• [Task directions] Write out every entry word for word.

• [Listed entries]
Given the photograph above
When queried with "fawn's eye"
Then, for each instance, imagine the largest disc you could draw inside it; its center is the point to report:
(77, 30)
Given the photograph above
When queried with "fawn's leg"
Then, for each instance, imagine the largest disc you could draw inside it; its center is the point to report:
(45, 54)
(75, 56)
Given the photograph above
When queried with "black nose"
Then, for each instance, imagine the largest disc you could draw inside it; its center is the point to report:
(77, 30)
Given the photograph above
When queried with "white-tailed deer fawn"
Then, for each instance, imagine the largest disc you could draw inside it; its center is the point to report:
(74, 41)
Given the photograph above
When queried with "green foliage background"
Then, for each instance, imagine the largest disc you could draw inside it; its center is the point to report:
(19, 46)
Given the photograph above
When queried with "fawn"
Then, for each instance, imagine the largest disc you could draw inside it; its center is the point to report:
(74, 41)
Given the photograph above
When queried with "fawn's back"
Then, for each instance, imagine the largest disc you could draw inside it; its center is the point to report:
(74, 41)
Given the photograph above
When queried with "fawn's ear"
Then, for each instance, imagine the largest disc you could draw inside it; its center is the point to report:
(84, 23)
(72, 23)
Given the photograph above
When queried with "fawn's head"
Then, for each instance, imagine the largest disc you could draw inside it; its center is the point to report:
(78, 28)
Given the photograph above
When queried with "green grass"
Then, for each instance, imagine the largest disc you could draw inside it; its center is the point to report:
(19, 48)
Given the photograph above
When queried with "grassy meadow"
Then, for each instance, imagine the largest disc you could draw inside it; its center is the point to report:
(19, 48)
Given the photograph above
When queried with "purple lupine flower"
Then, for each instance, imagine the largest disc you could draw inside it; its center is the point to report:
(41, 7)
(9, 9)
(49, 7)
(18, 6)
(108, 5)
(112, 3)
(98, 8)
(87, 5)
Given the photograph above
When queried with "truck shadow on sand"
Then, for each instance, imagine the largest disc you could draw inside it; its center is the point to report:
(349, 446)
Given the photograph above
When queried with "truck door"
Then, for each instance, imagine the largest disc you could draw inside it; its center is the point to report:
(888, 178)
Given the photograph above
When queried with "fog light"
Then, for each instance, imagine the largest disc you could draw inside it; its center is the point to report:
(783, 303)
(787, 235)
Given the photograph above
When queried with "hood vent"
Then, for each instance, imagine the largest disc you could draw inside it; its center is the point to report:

• [Written response]
Given the photograph above
When queried with "fawn's eye"
Then, for each instance, imagine the largest disc you could draw inside it; its center is the point to report:
(77, 30)
Given the photograph above
When queried with "fawn's leg"
Then, for each instance, imagine the largest disc you could draw inside it; its center is the point to report:
(45, 54)
(75, 56)
Given the photograph above
When queried with "black nose"
Then, for each instance, imagine the largest disc you could draw inside it; its center is the point to report:
(77, 30)
Given the photograph above
When queried with "white-tailed deer fawn"
Then, for each instance, imagine the largest disc you could draw inside it; its center is the point to report:
(74, 41)
Given the photograph above
When queried with "green foliage background"
Then, for each instance, imagine the largest disc you could draw inside it; its center is the point to report:
(19, 46)
Given the photograph above
When queried with "fawn"
Then, for each instance, imagine the largest disc you could draw inside it; its center is the point to report:
(74, 41)
Given the photograph above
When queried with "fawn's back"
Then, for each instance, imagine the largest disc you could draw inside it; its center is the point to report:
(74, 41)
Given the photograph above
When queried with "fawn's ear"
Then, for each instance, imagine the largest disc you could draw inside it; its center is the point to report:
(84, 23)
(72, 23)
Given the photograph above
When queried with "fawn's head"
Then, for each instance, imagine the largest disc you could draw inside it; its center is the point to report:
(78, 28)
Given the photograph above
When queried with "green grass"
Then, for each instance, imagine the largest disc you could draw inside it; its center is the point to report:
(19, 48)
Given the photograph above
When queried with "grassy meadow"
Then, for each instance, imagine the largest disc you could draw inside it; its center is the point to report:
(19, 48)
Given the photograph above
When queried with "purple lupine flower"
Then, for each instance, imagine the largest disc you could draw inside it; its center is the point to report:
(41, 7)
(9, 9)
(49, 7)
(18, 6)
(108, 5)
(112, 3)
(98, 8)
(87, 5)
Given the photograph above
When queried with "truck shadow on sand"
Then, for each instance, imagine the largest disc you could draw inside it; its center is the point to report:
(349, 446)
Given the photograph above
When queried with "truck door"
Then, for each instance, imagine the largest disc you could draw inside it; its center is the point to report:
(888, 178)
Given the photograph above
When queried with "fog light"
Then, for each instance, imagine the largest disc you could draw inside it; its center is the point to report:
(783, 303)
(787, 235)
Given the photograph above
When queried with "hood vent"
Then, for each instance, imagine the largest disc you could draw inside it; its center is the point to report:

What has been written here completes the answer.